Recorded data

-*-*-

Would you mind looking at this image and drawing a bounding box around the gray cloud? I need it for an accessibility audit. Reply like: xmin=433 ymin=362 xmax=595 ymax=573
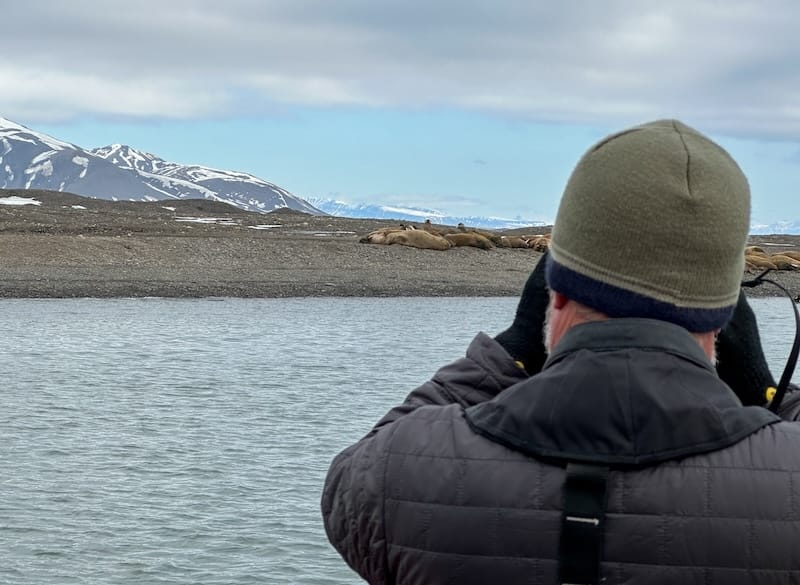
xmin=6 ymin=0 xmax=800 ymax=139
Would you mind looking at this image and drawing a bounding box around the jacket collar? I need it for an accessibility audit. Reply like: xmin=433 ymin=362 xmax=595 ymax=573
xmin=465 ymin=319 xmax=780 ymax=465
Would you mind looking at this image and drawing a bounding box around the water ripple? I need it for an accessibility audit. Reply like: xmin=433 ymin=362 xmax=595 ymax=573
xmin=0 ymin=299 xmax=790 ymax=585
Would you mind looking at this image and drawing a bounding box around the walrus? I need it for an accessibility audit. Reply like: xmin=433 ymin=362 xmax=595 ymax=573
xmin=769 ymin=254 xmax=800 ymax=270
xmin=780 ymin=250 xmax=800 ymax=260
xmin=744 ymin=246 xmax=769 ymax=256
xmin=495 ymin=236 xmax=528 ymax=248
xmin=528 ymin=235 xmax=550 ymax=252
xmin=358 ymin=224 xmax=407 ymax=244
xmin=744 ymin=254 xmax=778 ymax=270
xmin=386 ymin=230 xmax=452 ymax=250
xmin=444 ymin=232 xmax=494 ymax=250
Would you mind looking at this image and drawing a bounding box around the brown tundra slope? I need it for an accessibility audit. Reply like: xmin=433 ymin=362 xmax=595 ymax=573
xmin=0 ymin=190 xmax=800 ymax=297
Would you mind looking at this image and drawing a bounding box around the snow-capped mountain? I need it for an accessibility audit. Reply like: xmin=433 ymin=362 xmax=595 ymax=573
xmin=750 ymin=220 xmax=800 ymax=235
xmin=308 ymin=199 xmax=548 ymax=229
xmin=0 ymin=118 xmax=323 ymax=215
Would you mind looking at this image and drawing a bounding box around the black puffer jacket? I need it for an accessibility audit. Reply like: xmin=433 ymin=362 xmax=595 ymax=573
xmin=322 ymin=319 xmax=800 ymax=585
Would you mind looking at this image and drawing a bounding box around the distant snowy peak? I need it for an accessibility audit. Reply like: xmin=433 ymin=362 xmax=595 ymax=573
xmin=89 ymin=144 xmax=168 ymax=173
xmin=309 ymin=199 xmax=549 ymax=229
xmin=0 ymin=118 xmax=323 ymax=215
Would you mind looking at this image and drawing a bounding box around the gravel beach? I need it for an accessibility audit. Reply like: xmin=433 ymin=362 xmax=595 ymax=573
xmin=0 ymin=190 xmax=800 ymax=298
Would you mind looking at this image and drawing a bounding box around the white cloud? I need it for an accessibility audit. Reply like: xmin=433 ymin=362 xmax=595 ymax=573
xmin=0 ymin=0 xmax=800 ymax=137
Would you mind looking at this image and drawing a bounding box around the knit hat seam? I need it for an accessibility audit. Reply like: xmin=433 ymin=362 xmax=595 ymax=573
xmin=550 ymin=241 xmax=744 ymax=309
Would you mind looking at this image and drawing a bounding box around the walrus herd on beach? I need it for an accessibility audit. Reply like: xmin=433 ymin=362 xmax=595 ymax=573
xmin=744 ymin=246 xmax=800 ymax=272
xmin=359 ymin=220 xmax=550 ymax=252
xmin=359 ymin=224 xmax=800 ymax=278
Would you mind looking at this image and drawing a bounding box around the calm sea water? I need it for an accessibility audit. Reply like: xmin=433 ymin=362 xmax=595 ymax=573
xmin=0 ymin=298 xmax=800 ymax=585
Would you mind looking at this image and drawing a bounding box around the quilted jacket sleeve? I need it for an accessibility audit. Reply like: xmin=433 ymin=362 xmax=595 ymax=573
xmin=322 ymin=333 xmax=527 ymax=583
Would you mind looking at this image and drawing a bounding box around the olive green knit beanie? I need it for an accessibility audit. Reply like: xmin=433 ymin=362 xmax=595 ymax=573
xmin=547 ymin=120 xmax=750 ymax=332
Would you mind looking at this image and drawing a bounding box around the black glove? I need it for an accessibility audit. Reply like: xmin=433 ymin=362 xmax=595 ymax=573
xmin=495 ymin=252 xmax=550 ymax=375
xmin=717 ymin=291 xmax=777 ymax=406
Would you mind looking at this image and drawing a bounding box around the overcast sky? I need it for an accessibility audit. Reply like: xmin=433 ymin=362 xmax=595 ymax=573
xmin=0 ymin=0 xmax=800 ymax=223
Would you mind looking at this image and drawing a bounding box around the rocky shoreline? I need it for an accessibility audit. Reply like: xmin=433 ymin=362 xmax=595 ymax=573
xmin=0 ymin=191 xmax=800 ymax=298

-*-*-

◆ **WHAT THE TASK ASKS**: Copy out every line of the records above word for word, leaving out the pictures.

◆ **THE REPLY**:
Would you mind looking at this image and drawing a bounding box around the gray cloud? I need it for an accessibility audit. Reply like: xmin=433 ymin=362 xmax=595 ymax=573
xmin=6 ymin=0 xmax=800 ymax=139
Would you mind looking at this image and drawing a bounding box around the jacket collar? I need it for an accessibility audit. Reply like: xmin=433 ymin=362 xmax=595 ymax=573
xmin=465 ymin=319 xmax=780 ymax=465
Would you mind looking at this image and drawing a bounding box around the water ripple? I need it for an accessibility audit. Reply like: xmin=433 ymin=362 xmax=595 ymax=573
xmin=0 ymin=299 xmax=790 ymax=585
Would you mind looking at this image and drawing a bounding box around the walrus? I need it for an accessibility audit. Reply like: xmin=433 ymin=362 xmax=595 ymax=573
xmin=769 ymin=254 xmax=800 ymax=270
xmin=780 ymin=250 xmax=800 ymax=260
xmin=744 ymin=246 xmax=769 ymax=256
xmin=495 ymin=236 xmax=528 ymax=248
xmin=528 ymin=235 xmax=550 ymax=252
xmin=358 ymin=224 xmax=407 ymax=244
xmin=744 ymin=254 xmax=778 ymax=270
xmin=386 ymin=230 xmax=452 ymax=250
xmin=444 ymin=232 xmax=494 ymax=250
Would you mind looking at this image and drawing a bounding box around the brown tundra slope? I need it for an accessibility audit. Reply like: xmin=433 ymin=362 xmax=595 ymax=573
xmin=0 ymin=190 xmax=800 ymax=297
Would you mind looking at this image and drawing a bounding box around the snow-capped mountain? I need it for an accessibility audit. Reply like: xmin=433 ymin=362 xmax=595 ymax=573
xmin=750 ymin=220 xmax=800 ymax=235
xmin=308 ymin=199 xmax=548 ymax=229
xmin=0 ymin=118 xmax=323 ymax=215
Would you mind looking at this image and drawing a bounding box around the black puffer jacket? I need it for an accessibility audit. Reply like: xmin=433 ymin=362 xmax=595 ymax=573
xmin=322 ymin=319 xmax=800 ymax=585
Would you mind looking at this image and drawing a bounding box around the distant snowy peak? I need it for an accessibility audit. Reply like: xmin=433 ymin=362 xmax=595 ymax=573
xmin=89 ymin=144 xmax=168 ymax=173
xmin=309 ymin=199 xmax=549 ymax=229
xmin=0 ymin=118 xmax=323 ymax=215
Would you mind looking at this image and drawing a bounding box around the gravel beach? I need it for an accessibility audit. Reply like: xmin=433 ymin=362 xmax=595 ymax=573
xmin=0 ymin=190 xmax=800 ymax=298
Would you mind looking at this image and drawing a bounding box around the white cloud? I need it for an accessibility audit. Reply like: xmin=433 ymin=362 xmax=595 ymax=573
xmin=0 ymin=0 xmax=800 ymax=137
Would you mind looking at this image and drawing a bounding box around the knit hat seam? I need it for an accessibility audit. Reply like: xmin=433 ymin=362 xmax=595 ymax=573
xmin=550 ymin=241 xmax=744 ymax=309
Would you mind looking at this image and drawing a bounding box around the walrus herd on beach? I need it for an accessibility audit. Reply like: xmin=433 ymin=362 xmax=595 ymax=573
xmin=744 ymin=246 xmax=800 ymax=272
xmin=359 ymin=220 xmax=550 ymax=252
xmin=359 ymin=224 xmax=800 ymax=278
Would you mind looking at this image and drawing a bounding box around the calm sea water? I need it for an accessibility audit. Reply like: xmin=433 ymin=362 xmax=595 ymax=573
xmin=0 ymin=298 xmax=800 ymax=585
Would you mind looking at this image and drawing a bounding box around the quilted jacket sleeve? I need it for an accessibility audit. Reply like: xmin=433 ymin=362 xmax=595 ymax=573
xmin=322 ymin=333 xmax=527 ymax=583
Would you mind looking at this image and drawing a bounding box around the olive green knit beanie? I need it for an accessibility audit. Reply like: xmin=433 ymin=362 xmax=595 ymax=573
xmin=547 ymin=120 xmax=750 ymax=332
Would you mind looking at this image and drawing a bounding box around the black glove? I need it for an accessibility audit. Reply like: xmin=433 ymin=362 xmax=595 ymax=573
xmin=495 ymin=252 xmax=550 ymax=375
xmin=717 ymin=291 xmax=777 ymax=406
Would you mind looking at this image and drawing a bounding box around the overcast sky? I need it for an accessibility audit. Reply like: xmin=433 ymin=362 xmax=595 ymax=573
xmin=0 ymin=0 xmax=800 ymax=223
Would you mind looking at this image and drawing a bounding box around the rocky shoreline? I need it for an accessibility audit. Reply like: xmin=433 ymin=362 xmax=595 ymax=573
xmin=0 ymin=191 xmax=800 ymax=298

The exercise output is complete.